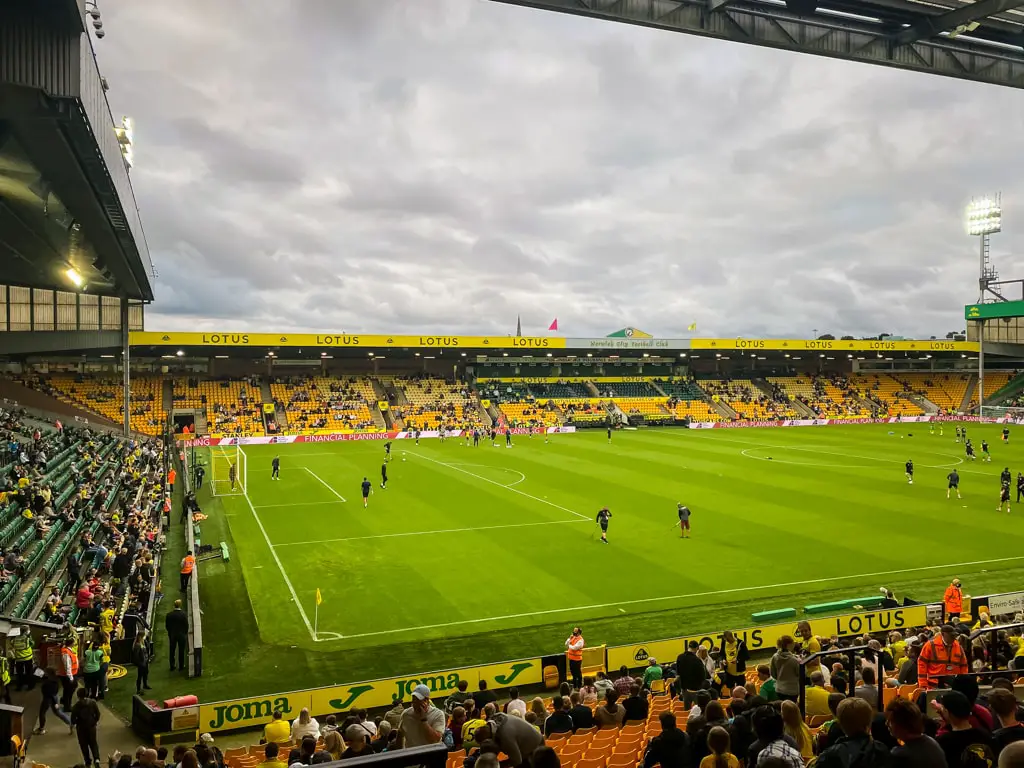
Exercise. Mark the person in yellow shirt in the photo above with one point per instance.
(278, 730)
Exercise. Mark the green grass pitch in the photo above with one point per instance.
(481, 554)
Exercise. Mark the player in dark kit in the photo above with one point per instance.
(953, 478)
(684, 521)
(602, 518)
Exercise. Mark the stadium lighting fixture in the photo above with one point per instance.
(984, 216)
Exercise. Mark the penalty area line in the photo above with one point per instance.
(499, 484)
(325, 484)
(715, 593)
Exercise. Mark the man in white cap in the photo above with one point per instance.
(422, 723)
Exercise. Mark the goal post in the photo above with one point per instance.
(228, 470)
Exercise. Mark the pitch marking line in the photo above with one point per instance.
(736, 590)
(324, 483)
(428, 532)
(493, 482)
(288, 582)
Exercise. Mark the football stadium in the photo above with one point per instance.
(631, 548)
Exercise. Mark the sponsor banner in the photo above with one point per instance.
(838, 345)
(157, 338)
(1012, 602)
(213, 440)
(760, 638)
(247, 713)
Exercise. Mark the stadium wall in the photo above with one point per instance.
(257, 711)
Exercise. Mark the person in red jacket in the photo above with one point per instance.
(941, 655)
(953, 599)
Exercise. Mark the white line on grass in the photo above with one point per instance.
(288, 582)
(296, 504)
(679, 597)
(493, 482)
(324, 483)
(428, 532)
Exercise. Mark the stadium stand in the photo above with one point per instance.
(828, 397)
(103, 395)
(231, 406)
(327, 403)
(743, 396)
(435, 402)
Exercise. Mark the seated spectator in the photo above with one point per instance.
(855, 717)
(962, 736)
(610, 714)
(670, 749)
(915, 750)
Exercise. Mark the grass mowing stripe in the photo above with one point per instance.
(493, 482)
(715, 593)
(428, 532)
(325, 484)
(288, 582)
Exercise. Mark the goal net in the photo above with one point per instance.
(228, 465)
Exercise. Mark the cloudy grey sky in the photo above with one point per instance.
(445, 165)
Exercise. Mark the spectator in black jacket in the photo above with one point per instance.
(671, 749)
(581, 714)
(176, 625)
(691, 672)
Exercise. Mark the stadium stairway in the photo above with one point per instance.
(33, 398)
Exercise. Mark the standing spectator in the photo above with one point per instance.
(176, 624)
(50, 689)
(941, 655)
(785, 670)
(670, 749)
(952, 600)
(304, 725)
(855, 717)
(1004, 706)
(422, 723)
(140, 657)
(515, 704)
(573, 654)
(916, 750)
(735, 653)
(85, 718)
(691, 674)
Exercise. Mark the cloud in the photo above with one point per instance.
(444, 166)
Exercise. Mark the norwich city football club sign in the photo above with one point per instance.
(247, 713)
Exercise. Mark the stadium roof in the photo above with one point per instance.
(982, 41)
(66, 199)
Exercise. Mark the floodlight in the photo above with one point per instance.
(984, 216)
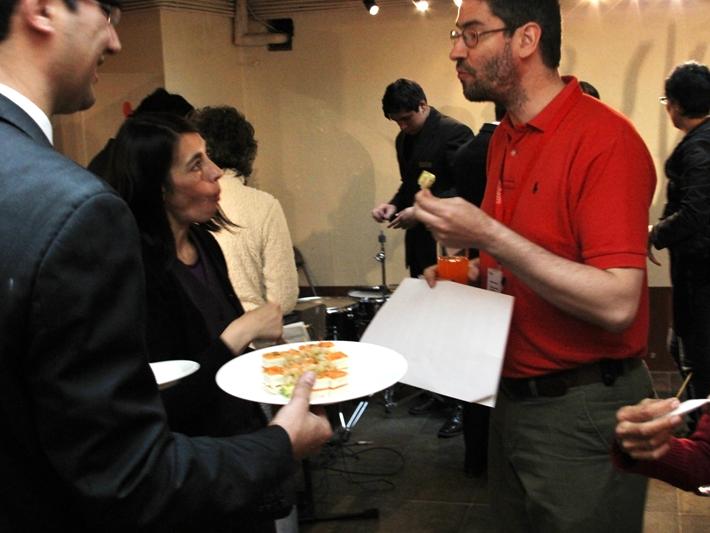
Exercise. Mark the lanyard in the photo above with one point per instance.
(499, 207)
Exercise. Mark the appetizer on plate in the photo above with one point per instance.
(281, 370)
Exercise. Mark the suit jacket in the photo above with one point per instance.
(431, 149)
(85, 444)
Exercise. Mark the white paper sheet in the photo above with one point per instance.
(453, 337)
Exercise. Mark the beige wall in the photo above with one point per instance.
(325, 149)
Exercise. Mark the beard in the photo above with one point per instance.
(496, 80)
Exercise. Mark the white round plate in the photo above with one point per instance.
(371, 369)
(168, 373)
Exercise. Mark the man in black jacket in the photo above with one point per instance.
(684, 227)
(427, 141)
(85, 445)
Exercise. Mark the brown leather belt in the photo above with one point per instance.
(556, 384)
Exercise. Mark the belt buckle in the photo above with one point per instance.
(552, 387)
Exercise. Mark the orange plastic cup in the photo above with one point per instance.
(453, 267)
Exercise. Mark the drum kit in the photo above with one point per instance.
(347, 317)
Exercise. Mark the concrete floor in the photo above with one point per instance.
(417, 483)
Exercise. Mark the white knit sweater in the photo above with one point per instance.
(259, 252)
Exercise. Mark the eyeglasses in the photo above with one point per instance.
(113, 13)
(470, 36)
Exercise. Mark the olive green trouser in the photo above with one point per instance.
(549, 464)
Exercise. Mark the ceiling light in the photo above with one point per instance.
(421, 5)
(371, 6)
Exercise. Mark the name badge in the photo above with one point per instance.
(494, 280)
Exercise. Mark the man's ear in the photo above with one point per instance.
(527, 38)
(39, 15)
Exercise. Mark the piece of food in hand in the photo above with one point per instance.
(426, 179)
(281, 370)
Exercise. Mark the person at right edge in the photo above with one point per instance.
(563, 229)
(684, 228)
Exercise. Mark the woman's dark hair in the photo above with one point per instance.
(546, 13)
(689, 87)
(402, 95)
(139, 169)
(229, 136)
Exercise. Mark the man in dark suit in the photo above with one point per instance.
(85, 442)
(427, 141)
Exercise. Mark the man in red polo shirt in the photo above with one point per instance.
(562, 228)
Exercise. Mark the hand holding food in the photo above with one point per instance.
(384, 212)
(307, 430)
(264, 322)
(426, 179)
(643, 432)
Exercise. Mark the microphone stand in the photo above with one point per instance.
(381, 257)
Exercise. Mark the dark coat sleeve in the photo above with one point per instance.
(99, 418)
(686, 223)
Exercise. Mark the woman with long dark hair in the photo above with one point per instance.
(161, 168)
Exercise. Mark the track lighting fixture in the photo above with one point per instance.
(371, 6)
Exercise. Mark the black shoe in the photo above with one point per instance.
(454, 425)
(425, 406)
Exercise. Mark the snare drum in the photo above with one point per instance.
(340, 316)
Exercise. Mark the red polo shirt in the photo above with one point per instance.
(577, 180)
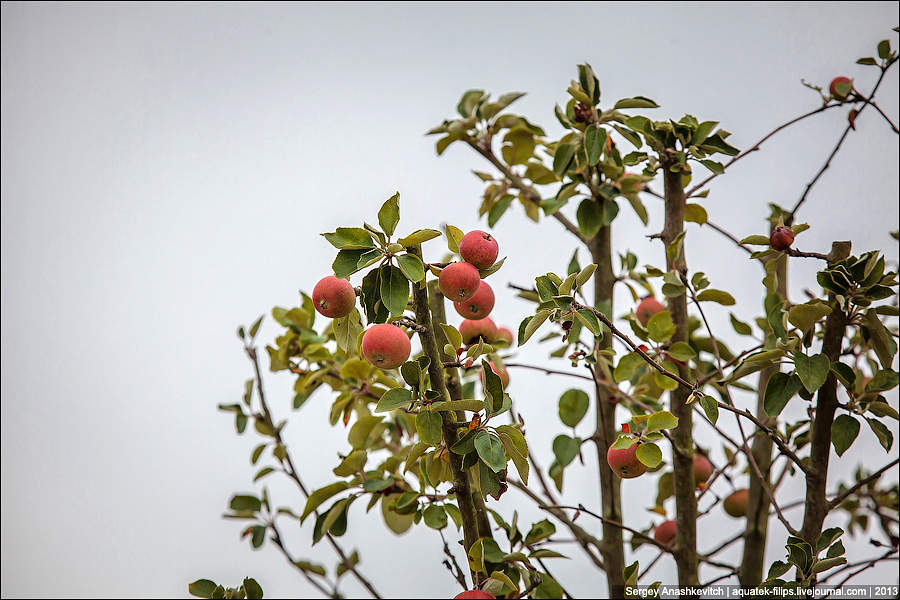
★ ★ ★ ★ ★
#### [Exercise directions]
All of the data should be returned word for word, with each picture left out.

#### [Reply to the exercise]
Exercise. Mark the person in yellow shirt in the photo above with one point per instance.
(278, 730)
Exercise. Mark the green grass pitch in the photo above with one point per instance.
(481, 554)
Exercise. Mark the player in dark kit in the photo above with one point per instance.
(953, 478)
(684, 521)
(602, 518)
Exercise. Mark the stadium lighting fixture in the photo above with one point per instance.
(984, 216)
Exercise. Mark the penalty area line in the photo above with one point per instance.
(499, 484)
(325, 484)
(715, 593)
Exercise. Mark the man in white cap in the photo above with one point per instance.
(422, 723)
Exercise. Mark the goal post in the photo above with one point per instance.
(228, 470)
Exercise. Mark the pitch marking line in the photo above with one point per instance.
(736, 590)
(324, 483)
(428, 532)
(493, 482)
(288, 582)
Exercise. Mark the football stadium in the photo above with one point per instance.
(631, 548)
Exercise. Mark the sponsor banner in the photo above with one point per instance.
(838, 345)
(157, 338)
(1012, 602)
(213, 440)
(760, 638)
(247, 713)
Exercise. Mark the stadium wall in the photo above with one point per instance.
(257, 711)
Exercise. Mark the person in red jacket in the photo above with one point per instance.
(941, 655)
(953, 599)
Exercise. Mark the white line on grass in the photo above with one point per instance.
(288, 582)
(296, 504)
(679, 597)
(493, 482)
(324, 483)
(428, 532)
Exercise. Mark the stadium stand in the photo above with one point per instance.
(828, 397)
(103, 395)
(231, 406)
(327, 403)
(743, 396)
(435, 402)
Exercise. Mark the seated spectator in the photo above with one point per instance.
(855, 717)
(962, 736)
(610, 714)
(670, 749)
(915, 750)
Exercise. Mark the grass mowing stripe in the photo above with one point per instance.
(493, 482)
(715, 593)
(428, 532)
(325, 484)
(288, 582)
Exercise. Mark the goal net in the photo above with one point per instance.
(228, 465)
Exercise. Mark the cloudy grey sky in the photo above with one point per instance.
(445, 165)
Exercise. Mark the spectator in black jacket in the photo above with one point per instance.
(671, 749)
(581, 714)
(176, 625)
(691, 672)
Exercise. Mark the stadium stairway in the photo above with one point per instance.
(33, 398)
Exercise. Mark the standing spectator in the photo above with one point per instance.
(176, 624)
(50, 689)
(941, 655)
(785, 670)
(670, 749)
(952, 600)
(304, 725)
(855, 717)
(1004, 706)
(422, 723)
(140, 657)
(515, 704)
(573, 654)
(916, 750)
(735, 653)
(85, 718)
(691, 674)
Exercise. Mark the cloud in the photo above with one point per instance.
(444, 166)
Exercise. Mark the norwich city football club sign in the photo above with one point per instance.
(247, 713)
Exercise. Mark the stadium roof in the photo above with one point per instance.
(982, 41)
(66, 199)
Exercise. Mark the floodlight in the photo above with one point per instance.
(984, 216)
Exercise. Mark the lanyard in the photo above with one point per instance.
(499, 207)
Exercise. Mark the appetizer on plate in the photo above with one point per instance.
(281, 370)
Exercise. Mark the suit jacket in the photo above with one point per instance.
(431, 149)
(85, 444)
Exercise. Mark the white paper sheet in the photo above with one point per instance.
(453, 337)
Exercise. Mark the beige wall in the photo above with one point per instance.
(325, 149)
Exercise. Mark the beard in the photo above with one point per instance.
(496, 80)
Exercise. Mark the white round plate in the photo above with one point per instance.
(371, 369)
(168, 373)
Exercise. Mark the man in black jacket in the photo above with one point per instance.
(684, 227)
(427, 141)
(85, 445)
Exercise. Mark the brown leather belt in the photo above with one point per instance.
(556, 384)
Exercise. Mark the belt buckle in the photo above with one point per instance.
(552, 387)
Exercise. Mark the orange plastic cup in the photo above with one point per instance.
(453, 267)
Exercise. Mark the drum kit in the photo above with one point per instance.
(347, 317)
Exercise. Mark the concrete floor in the photo above with one point per instance.
(417, 483)
Exercise. Mark the white knit sweater in the photo above with one point per instance.
(259, 252)
Exercise. Mark the eyeglasses in the photo above with one point per instance.
(113, 13)
(470, 36)
Exercise. Mark the olive green trouser in the photo above with one point per instance.
(549, 464)
Exercise. Mark the ceiling light in the photo above with one point per instance.
(421, 5)
(371, 6)
Exercise. Mark the name badge in the photo above with one point per instance.
(494, 280)
Exercise. Mark the man's ear in the photo above with one point per instance.
(527, 38)
(39, 15)
Exercise. Mark the piece of food in hand in the photo above with one point per instance.
(426, 179)
(281, 370)
Exercise. Mark the person at right edge in the photo above with one point per instance.
(563, 229)
(684, 228)
Exercise. Mark the woman's dark hair in the photo above with one point per instance.
(546, 13)
(689, 87)
(402, 95)
(139, 169)
(229, 136)
Exercise. Mark the man in dark suit in the photo above with one point per instance.
(85, 442)
(427, 141)
Exercise. Mark the man in red polo shirt in the photo above with one point per instance.
(562, 228)
Exercise. Mark the hand holding food in the photo above with one point per instance.
(384, 212)
(307, 430)
(264, 322)
(426, 179)
(643, 432)
Exercise. Mark the microphone stand in the photo above with one point per instance.
(381, 257)
Exercise. Mark the dark coat sleeve in the photo above with one point per instance.
(99, 418)
(686, 223)
Exercise. Mark the woman with long dark hair in the photo above with one point per instance.
(161, 168)
Exercise. Mark the track lighting fixture in the photo above with one point per instance.
(371, 6)
Exercise. Mark the black shoe in the photo above with one point per instance.
(454, 425)
(425, 406)
Exercise. Mark the snare drum in the photo above with one point per instance.
(340, 316)
Exercise. Mark the red polo shirt in the photo above with one point per instance.
(577, 180)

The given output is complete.